--- Requirements ---
Set down, word for word, the portion of the border fence passage below starting with "Seeking to repay" and going on through "Texas in 1993.".

Unexpectedly Intriguing!
November 18, 2014
U.S. Mexico Border Region - Source: http://www.mchb.hrsa.gov/MCHIRC/dataspeak/events/july_08/materials/notzon_files/textonly/slide4.html

The southern land border of the United States with Mexico is 1,954 miles, or 3,145 kilometers, long. The U.S. government has established a total of 670 miles of fencing, spanning 34.3% of the length of the border.

In many ways, the U.S.' Mexican border fence is just the most recent and visible barrier established between the two nations. Its history dates back to the Carter administration, which initiated the fence in response to a government bureaucrat-created "crisis":

In this context, federal resources for boundary enforcement increased significantly, starting in the second half of the Carter administration with a focus on California, where local and state officials were making the most noise in favor of a border crackdown. There, the federal government installed a 10-foot-high chain-link fence along the seven westernmost miles of the divide, backed by floodlights and increased helicopter patrols.

After that initial effort, known as the "Tortilla Curtain," not much happened until increasing border enforcement to stop people from crossing into the U.S. from Mexico became a major priority for the federal government once more during the Clinton administration.

Seeking to repay the labor unions that provided critical political support during the 1992 elections, newly elected President William Clinton initiated a series of border enforcement operations aimed at preventing Mexican migrant workers from competing for U.S. agricultural industry jobs, beginning with Operation Hold the Line in El Paso, Texas in 1993.

--- Data entries ---
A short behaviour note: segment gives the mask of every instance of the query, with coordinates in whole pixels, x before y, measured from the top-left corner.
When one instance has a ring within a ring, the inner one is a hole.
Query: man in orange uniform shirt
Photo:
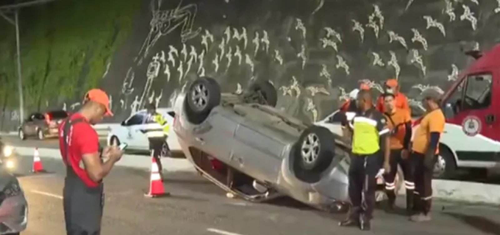
[[[415,168],[415,212],[411,220],[420,222],[430,220],[432,179],[436,156],[439,153],[439,140],[444,130],[444,115],[440,108],[440,94],[428,90],[422,94],[422,104],[426,112],[415,131],[412,156]]]
[[[385,92],[385,90],[388,89],[394,92],[394,97],[396,102],[396,108],[398,110],[407,110],[408,113],[411,114],[410,106],[408,105],[408,99],[404,94],[400,92],[400,86],[398,84],[398,80],[394,78],[388,80],[386,81],[385,86],[384,92]],[[378,96],[378,98],[376,101],[376,106],[377,110],[382,114],[386,112],[385,106],[384,105],[383,94],[382,94]],[[410,116],[411,116],[411,115]]]

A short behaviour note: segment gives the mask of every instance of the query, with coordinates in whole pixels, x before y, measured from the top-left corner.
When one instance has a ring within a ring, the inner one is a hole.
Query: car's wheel
[[[42,130],[39,128],[38,130],[36,130],[36,137],[38,137],[38,139],[40,140],[45,138],[45,134],[44,134],[44,130]]]
[[[202,78],[190,86],[186,98],[188,118],[190,122],[200,124],[220,104],[220,87],[214,78]]]
[[[24,134],[24,132],[22,130],[22,129],[19,129],[18,135],[19,136],[19,138],[22,140],[26,140],[26,135]]]
[[[166,142],[163,143],[163,146],[162,146],[162,152],[160,154],[160,156],[169,156],[169,154],[170,154],[170,149],[168,148],[168,144],[166,143]]]
[[[272,107],[278,103],[278,92],[269,81],[252,83],[246,90],[244,97],[248,102],[253,102]]]
[[[456,163],[451,151],[442,144],[440,144],[439,154],[434,164],[434,178],[451,178],[455,176]]]
[[[312,126],[304,130],[296,148],[296,157],[300,159],[300,167],[315,173],[326,170],[334,154],[334,138],[332,132],[322,126]]]
[[[110,142],[108,143],[108,144],[110,146],[118,146],[120,145],[120,140],[116,136],[111,136],[111,138],[110,138]]]

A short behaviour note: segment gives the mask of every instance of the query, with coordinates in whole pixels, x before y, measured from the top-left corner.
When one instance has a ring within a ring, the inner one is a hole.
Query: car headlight
[[[12,152],[14,152],[14,149],[12,147],[10,146],[6,146],[4,147],[4,156],[9,156],[12,155]]]

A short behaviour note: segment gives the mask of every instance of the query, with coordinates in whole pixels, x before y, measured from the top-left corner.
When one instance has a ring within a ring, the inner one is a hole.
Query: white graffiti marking
[[[427,44],[427,40],[424,36],[422,36],[422,34],[420,34],[420,32],[416,28],[412,28],[412,32],[413,32],[413,38],[412,38],[412,42],[420,42],[420,44],[424,48],[424,50],[427,50],[428,48],[428,46]]]
[[[382,61],[382,58],[380,58],[380,55],[376,52],[372,52],[372,54],[374,56],[374,60],[372,62],[372,65],[374,66],[380,66],[382,67],[386,64]]]
[[[242,28],[241,34],[238,32],[238,30],[236,28],[233,28],[233,32],[232,38],[238,40],[238,42],[243,40],[243,50],[246,49],[246,45],[248,44],[248,37],[246,36],[246,28],[244,27]]]
[[[337,40],[339,42],[342,42],[342,36],[340,34],[336,31],[335,30],[334,30],[330,27],[324,27],[323,29],[326,31],[326,38],[329,38],[330,37],[334,37],[336,38]]]
[[[404,47],[406,48],[408,48],[408,46],[406,45],[406,40],[404,40],[404,38],[400,36],[399,34],[394,32],[394,31],[388,31],[387,34],[389,35],[389,43],[391,43],[394,41],[398,42]]]
[[[269,53],[269,36],[268,35],[268,32],[265,30],[262,32],[262,38],[260,39],[260,42],[266,44],[266,46],[264,48],[266,49],[266,53]]]
[[[420,68],[424,76],[427,70],[427,68],[424,65],[424,60],[422,60],[422,56],[418,52],[418,50],[412,49],[410,53],[412,57],[410,60],[410,62],[418,65],[419,68]]]
[[[322,48],[326,48],[328,46],[330,46],[332,48],[333,48],[336,52],[338,52],[338,49],[337,48],[337,44],[332,40],[328,39],[326,38],[322,38],[320,39],[320,41],[321,42]]]
[[[296,23],[295,30],[300,30],[302,32],[302,38],[305,40],[306,30],[306,26],[304,26],[304,24],[302,22],[302,20],[299,18],[295,19],[295,22]]]
[[[470,8],[466,5],[462,5],[464,8],[464,14],[460,16],[460,20],[468,20],[470,22],[472,30],[476,30],[478,28],[478,18],[474,16],[474,12],[470,11]]]
[[[458,68],[454,64],[452,64],[452,72],[448,75],[448,81],[455,81],[458,78]]]
[[[252,42],[254,45],[254,56],[257,56],[257,52],[258,51],[260,42],[260,38],[259,38],[258,32],[255,32],[255,36],[254,38],[254,40],[252,40]]]
[[[363,28],[363,26],[361,25],[361,23],[356,20],[351,20],[354,24],[352,26],[352,32],[357,32],[360,34],[360,38],[361,39],[361,42],[362,42],[364,40],[364,29]]]
[[[376,22],[375,22],[375,16],[372,14],[368,16],[368,24],[366,24],[366,27],[372,28],[374,30],[374,33],[375,34],[375,38],[378,38],[378,33],[380,32],[380,28],[378,25],[377,24]]]
[[[280,50],[274,50],[274,60],[278,62],[280,65],[283,65],[283,58],[282,57]]]
[[[347,64],[346,60],[344,60],[344,58],[339,56],[336,56],[337,58],[337,64],[335,65],[335,68],[342,68],[344,69],[344,71],[346,72],[346,74],[349,75],[350,72],[349,72],[349,66]]]
[[[180,38],[183,42],[194,38],[201,31],[201,28],[194,30],[193,24],[198,11],[196,4],[188,4],[184,6],[179,6],[174,9],[160,10],[162,0],[152,0],[151,10],[152,18],[150,22],[150,32],[139,51],[142,56],[138,64],[148,56],[148,52],[162,36],[167,35],[180,28]]]
[[[455,8],[453,7],[453,2],[451,0],[444,0],[446,3],[446,7],[443,10],[443,13],[448,15],[450,18],[450,22],[454,21],[456,18],[456,15],[455,14]]]
[[[209,39],[210,40],[210,42],[208,42]],[[208,44],[213,42],[214,35],[210,34],[208,30],[205,30],[204,35],[202,36],[202,44],[204,46],[205,51],[208,52]]]
[[[254,64],[254,62],[250,58],[250,55],[248,54],[245,54],[245,64],[250,66],[250,71],[253,74],[254,70],[255,69],[255,64]]]
[[[394,68],[394,72],[396,74],[395,78],[399,78],[401,68],[398,63],[398,58],[396,56],[396,54],[392,50],[389,51],[389,54],[390,54],[390,60],[387,62],[387,66],[392,66]]]
[[[444,36],[446,36],[446,30],[444,29],[444,26],[442,24],[438,22],[438,20],[432,18],[432,17],[429,16],[424,16],[422,18],[426,20],[427,23],[427,26],[426,26],[426,29],[428,30],[431,28],[435,28],[439,30]]]

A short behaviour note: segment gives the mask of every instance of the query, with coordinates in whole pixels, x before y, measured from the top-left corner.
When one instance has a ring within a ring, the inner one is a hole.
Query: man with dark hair
[[[411,116],[411,110],[408,104],[408,98],[404,96],[404,94],[400,92],[400,86],[398,84],[398,80],[394,78],[387,80],[384,83],[384,92],[388,90],[392,90],[392,92],[394,93],[396,108],[400,110],[406,110],[408,115]],[[382,112],[386,112],[384,102],[384,94],[378,96],[376,106],[376,109]]]
[[[414,161],[416,214],[410,220],[420,222],[430,220],[432,179],[436,156],[439,153],[439,140],[444,129],[444,115],[440,108],[441,94],[429,89],[422,94],[422,104],[426,112],[415,131],[411,158]]]
[[[146,108],[148,112],[148,116],[145,120],[146,128],[142,130],[142,132],[148,136],[148,140],[150,142],[150,150],[152,151],[153,158],[154,158],[156,164],[158,165],[158,169],[162,180],[164,178],[160,157],[164,145],[168,149],[168,146],[166,144],[170,125],[163,116],[156,112],[156,105],[154,104],[148,104],[146,106]]]
[[[414,168],[409,158],[410,142],[412,138],[412,120],[408,110],[398,108],[396,106],[396,96],[392,90],[388,90],[382,94],[388,120],[388,128],[390,132],[390,172],[384,175],[386,193],[388,198],[388,209],[391,210],[396,200],[394,180],[398,166],[400,166],[404,176],[404,187],[406,189],[406,210],[408,215],[413,209]],[[402,180],[402,179],[400,179]]]
[[[109,102],[106,92],[92,89],[86,94],[80,110],[59,128],[60,150],[66,165],[62,195],[68,235],[100,234],[102,180],[122,154],[116,146],[100,151],[98,136],[92,126],[104,116],[112,116]]]
[[[384,169],[388,172],[390,170],[389,130],[385,118],[374,107],[370,91],[360,91],[357,102],[359,110],[348,124],[352,132],[348,172],[349,196],[352,207],[347,218],[340,225],[357,226],[362,230],[370,230],[375,206],[376,177],[381,172],[381,148],[384,152]],[[383,148],[380,142],[384,146]]]

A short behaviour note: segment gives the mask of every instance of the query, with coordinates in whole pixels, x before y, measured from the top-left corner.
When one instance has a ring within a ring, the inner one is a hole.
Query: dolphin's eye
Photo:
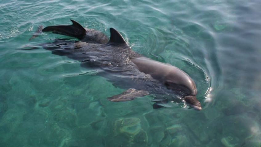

--- Correct output ---
Seeking to repay the labor unions that provided critical political support during the 1992 elections, newly elected President William Clinton initiated a series of border enforcement operations aimed at preventing Mexican migrant workers from competing for U.S. agricultural industry jobs, beginning with Operation Hold the Line in El Paso, Texas in 1993.